## WORK INSTRUCTIONS
Count the lines in the items below that contain the word "distant", with case mattering, and reply with only that number.

## DATASET RECORDS

::::::::

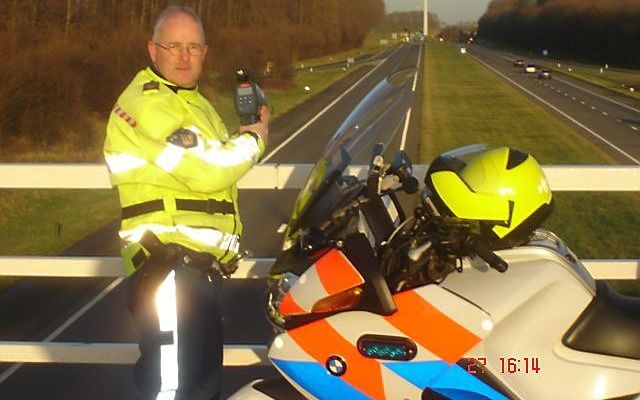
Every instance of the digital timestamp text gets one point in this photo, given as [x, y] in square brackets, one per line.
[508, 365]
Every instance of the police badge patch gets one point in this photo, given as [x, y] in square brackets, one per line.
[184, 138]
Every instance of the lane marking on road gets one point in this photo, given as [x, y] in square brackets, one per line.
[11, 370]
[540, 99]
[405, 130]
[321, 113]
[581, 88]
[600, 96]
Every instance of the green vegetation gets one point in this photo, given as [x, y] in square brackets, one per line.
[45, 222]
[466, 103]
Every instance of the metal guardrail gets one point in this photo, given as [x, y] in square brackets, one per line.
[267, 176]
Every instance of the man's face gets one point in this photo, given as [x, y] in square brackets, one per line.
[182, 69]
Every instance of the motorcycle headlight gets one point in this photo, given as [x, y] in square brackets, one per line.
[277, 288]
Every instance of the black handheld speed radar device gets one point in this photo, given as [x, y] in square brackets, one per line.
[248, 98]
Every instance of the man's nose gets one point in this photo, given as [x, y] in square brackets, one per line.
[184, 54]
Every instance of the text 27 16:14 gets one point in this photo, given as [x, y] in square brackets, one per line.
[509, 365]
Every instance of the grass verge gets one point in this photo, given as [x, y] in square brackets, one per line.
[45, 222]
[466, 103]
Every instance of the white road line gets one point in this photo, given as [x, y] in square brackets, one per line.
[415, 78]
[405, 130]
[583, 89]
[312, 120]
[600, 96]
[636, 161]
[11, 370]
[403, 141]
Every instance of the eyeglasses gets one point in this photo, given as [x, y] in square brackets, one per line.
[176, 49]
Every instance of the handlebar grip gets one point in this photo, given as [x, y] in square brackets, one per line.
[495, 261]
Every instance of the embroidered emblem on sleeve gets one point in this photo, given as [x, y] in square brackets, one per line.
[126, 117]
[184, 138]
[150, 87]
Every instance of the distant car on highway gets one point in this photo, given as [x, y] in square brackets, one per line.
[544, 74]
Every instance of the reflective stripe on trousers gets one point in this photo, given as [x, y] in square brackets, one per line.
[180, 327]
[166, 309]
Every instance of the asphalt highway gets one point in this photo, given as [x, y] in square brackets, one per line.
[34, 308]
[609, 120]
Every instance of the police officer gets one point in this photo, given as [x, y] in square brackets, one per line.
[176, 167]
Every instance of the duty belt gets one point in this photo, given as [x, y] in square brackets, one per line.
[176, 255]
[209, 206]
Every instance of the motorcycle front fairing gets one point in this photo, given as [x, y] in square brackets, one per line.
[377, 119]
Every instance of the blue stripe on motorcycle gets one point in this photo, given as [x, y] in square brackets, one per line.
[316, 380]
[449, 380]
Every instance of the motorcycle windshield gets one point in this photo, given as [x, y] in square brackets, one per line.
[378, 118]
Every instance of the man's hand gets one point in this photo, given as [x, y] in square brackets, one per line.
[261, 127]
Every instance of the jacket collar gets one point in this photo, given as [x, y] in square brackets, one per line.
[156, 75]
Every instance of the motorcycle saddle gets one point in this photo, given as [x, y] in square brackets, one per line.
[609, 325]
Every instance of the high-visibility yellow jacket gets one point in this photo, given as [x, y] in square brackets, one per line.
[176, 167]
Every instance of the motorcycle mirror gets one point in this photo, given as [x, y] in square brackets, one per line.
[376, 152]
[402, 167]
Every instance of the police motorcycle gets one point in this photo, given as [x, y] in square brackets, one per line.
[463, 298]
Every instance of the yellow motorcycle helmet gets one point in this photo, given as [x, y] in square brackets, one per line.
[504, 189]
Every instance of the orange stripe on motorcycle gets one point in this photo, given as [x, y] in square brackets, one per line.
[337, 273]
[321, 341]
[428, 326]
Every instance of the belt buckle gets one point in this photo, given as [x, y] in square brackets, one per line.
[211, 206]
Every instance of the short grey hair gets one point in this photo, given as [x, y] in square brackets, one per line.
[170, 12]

::::::::

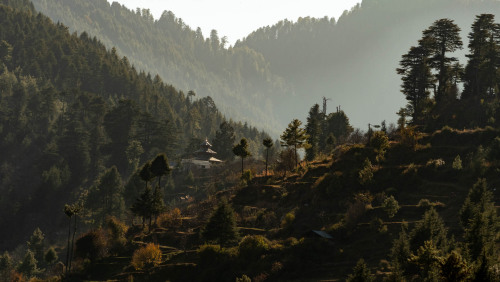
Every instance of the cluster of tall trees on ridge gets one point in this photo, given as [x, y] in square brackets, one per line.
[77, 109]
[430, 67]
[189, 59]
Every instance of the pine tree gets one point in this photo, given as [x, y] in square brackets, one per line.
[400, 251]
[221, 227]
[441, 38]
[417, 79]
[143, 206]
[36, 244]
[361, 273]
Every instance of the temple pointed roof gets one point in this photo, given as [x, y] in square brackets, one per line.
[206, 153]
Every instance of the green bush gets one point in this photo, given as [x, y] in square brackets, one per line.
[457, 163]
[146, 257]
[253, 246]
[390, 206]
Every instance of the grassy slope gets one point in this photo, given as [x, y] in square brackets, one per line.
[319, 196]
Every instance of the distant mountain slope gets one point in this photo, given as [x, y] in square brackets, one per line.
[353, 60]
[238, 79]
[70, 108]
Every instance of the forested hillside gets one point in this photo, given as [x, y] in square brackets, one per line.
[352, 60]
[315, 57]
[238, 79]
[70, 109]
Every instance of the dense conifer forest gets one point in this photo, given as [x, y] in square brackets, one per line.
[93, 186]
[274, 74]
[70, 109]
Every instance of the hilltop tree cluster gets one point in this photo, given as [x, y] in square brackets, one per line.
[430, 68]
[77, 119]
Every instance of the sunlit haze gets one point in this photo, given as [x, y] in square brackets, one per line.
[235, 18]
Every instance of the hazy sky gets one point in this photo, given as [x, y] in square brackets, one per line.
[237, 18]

::::::::

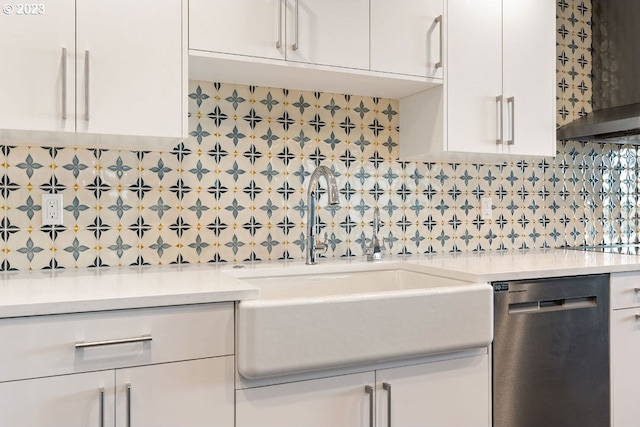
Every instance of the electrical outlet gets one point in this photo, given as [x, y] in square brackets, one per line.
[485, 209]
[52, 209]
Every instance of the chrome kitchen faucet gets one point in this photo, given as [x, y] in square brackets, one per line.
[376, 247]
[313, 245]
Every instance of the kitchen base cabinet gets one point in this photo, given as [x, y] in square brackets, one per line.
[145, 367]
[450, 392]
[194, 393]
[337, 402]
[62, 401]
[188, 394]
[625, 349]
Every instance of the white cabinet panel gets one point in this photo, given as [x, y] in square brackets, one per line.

::::::::

## EXERCISE ANSWER
2